▸ Set problem 1:
Quote the text on coal mine reclamation from "In the decades" to "do the job.".
▸ Set problem 2:
Decide whether each statement below agrees with the text on coal mine reclamation: (a) the U.S. Geological Survey puts the cost of restoring Pennsylvania streams and watersheds damaged by drainage from pre-1977 abandoned mines at $5 billion to $15 billion; (b) SMCRA has states calculate reclamation costs once mining is underway; (c) the state programs that most coalfield states use are overseen by the Department of Energy. For each, answer yes or no and quote the words from the text that settle it.
▸ Set problem 3:
List every feature of a mine site that, according to the text on coal mine reclamation, the reclamation cost studies must consider.

▸ Page:
━━━━━━━━━━━━━━━━━━━━━━━━━━━━━━

In the decades preceding SMCRA’s enactment, thousands of bankrupt companies abandoned mines without reclaiming them. Many of these sites remain untreated today. According to the U.S. Geological Survey, restoring streams and watersheds across Pennsylvania that were damaged by acidic drainage from mines abandoned before 1977 would cost $5 billion to $15 billion. Similarly, reclaiming mining lands abandoned in West Virginia before SMCRA will cost an estimated $1.3 billion or more.
SMCRA is designed to force a coal company to address and incorporate the cost of reclamation in its business planning. The law mandates that when state or federal regulators issue mining permits, coal companies must provide bonds or other financial guarantees to ensure that if they fail to fully reclaim mines, the state will have money available to do the job.
Most coalfield states administer the federal law through state-law-based regulatory programs overseen by the Department of the Interior. SMCRA offers states several options. They include requiring companies to provide financial guarantees in the form of corporate surety bonds, collateral bonds or self-bonds.
When companies use site-specific surety or collateral bonds, SMCRA requires states to calculate the cost of reclamation before any mining can begin. These studies must consider each mine site’s topography, geology, water resources and revegetation potential.

━━━━━━━━━━━━━━━━━━━━━━━━━━━━━━

(Rows from a box labeling dataset)

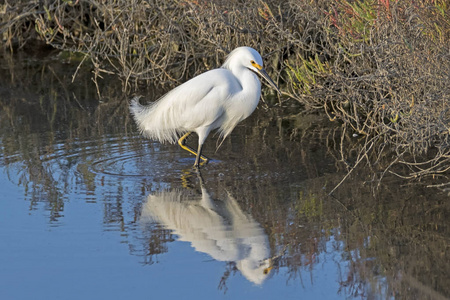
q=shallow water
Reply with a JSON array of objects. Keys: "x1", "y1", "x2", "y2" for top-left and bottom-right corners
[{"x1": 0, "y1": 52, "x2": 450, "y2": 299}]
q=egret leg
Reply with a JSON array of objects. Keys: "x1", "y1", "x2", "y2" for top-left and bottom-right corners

━━━━━━━━━━━━━━━━━━━━━━━━━━━━━━

▸ Output 1:
In the decades preceding SMCRA’s enactment, thousands of bankrupt companies abandoned mines without reclaiming them. Many of these sites remain untreated today. According to the U.S. Geological Survey, restoring streams and watersheds across Pennsylvania that were damaged by acidic drainage from mines abandoned before 1977 would cost $5 billion to $15 billion. Similarly, reclaiming mining lands abandoned in West Virginia before SMCRA will cost an estimated $1.3 billion or more.
SMCRA is designed to force a coal company to address and incorporate the cost of reclamation in its business planning. The law mandates that when state or federal regulators issue mining permits, coal companies must provide bonds or other financial guarantees to ensure that if they fail to fully reclaim mines, the state will have money available to do the job.

▸ Output 2:
(a) Yes: "would cost $5 billion to $15 billion."
(b) No: "SMCRA requires states to calculate the cost of reclamation before any mining can begin."
(c) No: "state-law-based regulatory programs overseen by the Department of the Interior."

▸ Output 3:
- topography
- geology
- water resources
- revegetation potential